Aim of the exercise
Extract the text of each of the following records word for word, omitting the pictures.

+ + + +

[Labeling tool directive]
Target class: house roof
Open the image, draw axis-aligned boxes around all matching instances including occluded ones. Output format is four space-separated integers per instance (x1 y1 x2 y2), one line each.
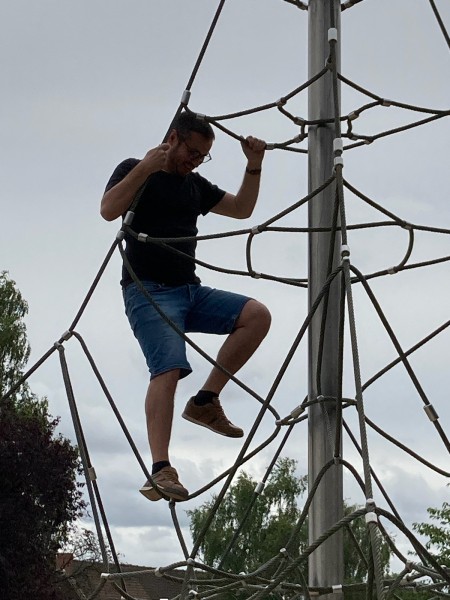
58 560 184 600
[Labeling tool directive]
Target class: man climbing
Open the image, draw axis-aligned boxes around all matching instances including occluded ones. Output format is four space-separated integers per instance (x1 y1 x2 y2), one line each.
100 112 270 500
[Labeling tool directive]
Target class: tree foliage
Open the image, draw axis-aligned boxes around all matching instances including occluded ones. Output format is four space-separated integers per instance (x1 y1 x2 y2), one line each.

+ + + +

Answer to this problem
[Labeling tool directive]
Target class: house roof
Open the image, draw axis-aligned boxes around all matching instances including occluded ones. Output format is four space-separated integers per instance (x1 y1 x2 y2), one line each.
58 560 184 600
[Labeling tool directive]
Target class: man climbing
Open the image, draw axis-aligned boxes around all matching instances including occluded ones. Output format is four space-separated integers per instance (x1 y1 x2 y2), one line each.
100 112 270 500
[Labeling tool directive]
Target class: tree foliage
Open the image, draw axis-aligned boxes around all matching instances including occluded ones. Output format is four space-separated integers per instance (x1 y1 x2 y2), one line each.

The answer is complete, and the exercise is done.